Dear Don,
I am not a member of the Socred list so only became aware of your
response because Bill Ryan forwarded it to Ownership.
I -- and many others in the UK including the Global Table -- am most
certainly aware of your excellent record and particularly appreciate your
regular electronz bulletin and your efforts to build co-operation.
I do feel that -- at last-- we are beginning to win. Yes, we'll keep
in touch.
Rodney Shakespeare.
>
> --- donzbeth@ihug.co.nz wrote:
>
> > Greetings Rodney, My commendations on your replies
> > to criticisms like the
> > one below.
> > You have dealt with the questions in a restrained
> > and logical way, and I can
> > assure you that most readers will recognise the
> > validity of your points.
> >
> > I write as a lifelong supporter of Social Credit who
> > has also made impacts
> > in other directions, such as the presidency of the
> > collapsing (1972) Social
> > Cedit Party (quadrupling its membership, and turning
> > it into a progressive
> > political organization); Chairing and driving the
> > WEL Energy (Community)
> > Trust throughout its 7 year commercial battle with
> > U.S. based UtiliCorp ,
> > finally succeeding in turning the Wel Energy
> > Electrical Company from a
> > 33% Trust owned, U.S. controlled Public Company into
> > a 100% Community Trust
> > Company, buying Utilicorp right out of the Waikato,
> > with a negotiated $116
> > Million Table Loan which the Company is servicing
> > and paying off at no cost
> > to the community; inventing special purpose
> > incubators in the hatchery
> > equipment business, and also the patented
> > MEASURITE Calibration System,
> > which is now internationally protected, ready for
> > production. And I've been
> > in the N.Z. Coy Directors Index for > 40 years.
> >
> > With that track record it pains me to see people
> > claiming to be experts in
> > Social Credit , and using odd sentences which
> > conflict with the Douglas
> > philosophy to try and justify what can only be
> > momentary lapses or
> > misinterpretations of his major works which made
> > valuable contributions to
> > economic knowledge.... At the Bard Conference in
> > New York last year I told
> > Delegates in the de-briefing session that if the
> > various independent groups
> > of monetary reformers around the world could
> > concentrate on their
> > overlapping and similar objectives, they would
> > become a powerful
> > progressive force; instead of continuing as many
> > inconsequential clubs,
> > separated by technical and mainly irrelevant little
> > barriers.

TASK GOAL
Please answer from the email exchange above: according to Rodney Shakespeare, how did he learn of Don's response?

RAW RECORDS
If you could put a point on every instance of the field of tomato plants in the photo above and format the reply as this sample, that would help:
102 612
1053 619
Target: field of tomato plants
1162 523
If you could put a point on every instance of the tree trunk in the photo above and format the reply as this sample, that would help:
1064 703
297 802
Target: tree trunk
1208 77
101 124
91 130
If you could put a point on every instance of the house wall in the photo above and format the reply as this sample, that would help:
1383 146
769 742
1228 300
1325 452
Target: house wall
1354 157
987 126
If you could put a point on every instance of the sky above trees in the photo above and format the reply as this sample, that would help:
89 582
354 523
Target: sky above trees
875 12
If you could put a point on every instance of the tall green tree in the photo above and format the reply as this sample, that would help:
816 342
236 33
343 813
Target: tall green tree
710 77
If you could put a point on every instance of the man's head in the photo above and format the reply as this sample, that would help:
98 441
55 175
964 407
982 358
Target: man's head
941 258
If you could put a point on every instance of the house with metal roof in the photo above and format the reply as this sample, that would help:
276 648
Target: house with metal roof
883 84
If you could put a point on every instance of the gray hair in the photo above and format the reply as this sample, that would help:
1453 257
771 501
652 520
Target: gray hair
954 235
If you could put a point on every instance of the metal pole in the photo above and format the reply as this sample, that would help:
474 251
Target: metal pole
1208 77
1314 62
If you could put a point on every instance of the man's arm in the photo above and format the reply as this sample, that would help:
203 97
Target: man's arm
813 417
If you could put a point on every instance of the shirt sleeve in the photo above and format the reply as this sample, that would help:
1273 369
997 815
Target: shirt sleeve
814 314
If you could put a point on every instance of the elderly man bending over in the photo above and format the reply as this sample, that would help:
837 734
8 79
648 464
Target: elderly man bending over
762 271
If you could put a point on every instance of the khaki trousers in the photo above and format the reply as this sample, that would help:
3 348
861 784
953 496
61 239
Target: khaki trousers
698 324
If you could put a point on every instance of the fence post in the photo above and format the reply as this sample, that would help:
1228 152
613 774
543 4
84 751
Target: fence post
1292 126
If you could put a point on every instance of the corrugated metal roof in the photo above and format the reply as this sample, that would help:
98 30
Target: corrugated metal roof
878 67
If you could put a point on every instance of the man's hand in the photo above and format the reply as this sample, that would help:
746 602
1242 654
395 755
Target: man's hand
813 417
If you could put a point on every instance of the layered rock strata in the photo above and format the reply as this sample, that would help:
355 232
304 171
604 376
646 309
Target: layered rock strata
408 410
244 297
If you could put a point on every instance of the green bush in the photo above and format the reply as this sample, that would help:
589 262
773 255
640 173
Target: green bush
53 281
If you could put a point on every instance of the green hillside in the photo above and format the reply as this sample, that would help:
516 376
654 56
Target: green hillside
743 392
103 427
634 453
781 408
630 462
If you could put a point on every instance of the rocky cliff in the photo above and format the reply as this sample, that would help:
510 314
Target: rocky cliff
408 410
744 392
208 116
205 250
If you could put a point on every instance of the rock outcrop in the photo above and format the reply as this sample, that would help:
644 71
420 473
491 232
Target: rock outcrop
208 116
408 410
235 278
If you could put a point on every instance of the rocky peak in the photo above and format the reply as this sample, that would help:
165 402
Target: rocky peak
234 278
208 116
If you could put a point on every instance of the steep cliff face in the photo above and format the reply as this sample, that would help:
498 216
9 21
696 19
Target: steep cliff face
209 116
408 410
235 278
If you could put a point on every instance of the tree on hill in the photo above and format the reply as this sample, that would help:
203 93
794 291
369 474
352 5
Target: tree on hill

REPLY TO THE TASK
Bill Ryan forwarded it to Ownership.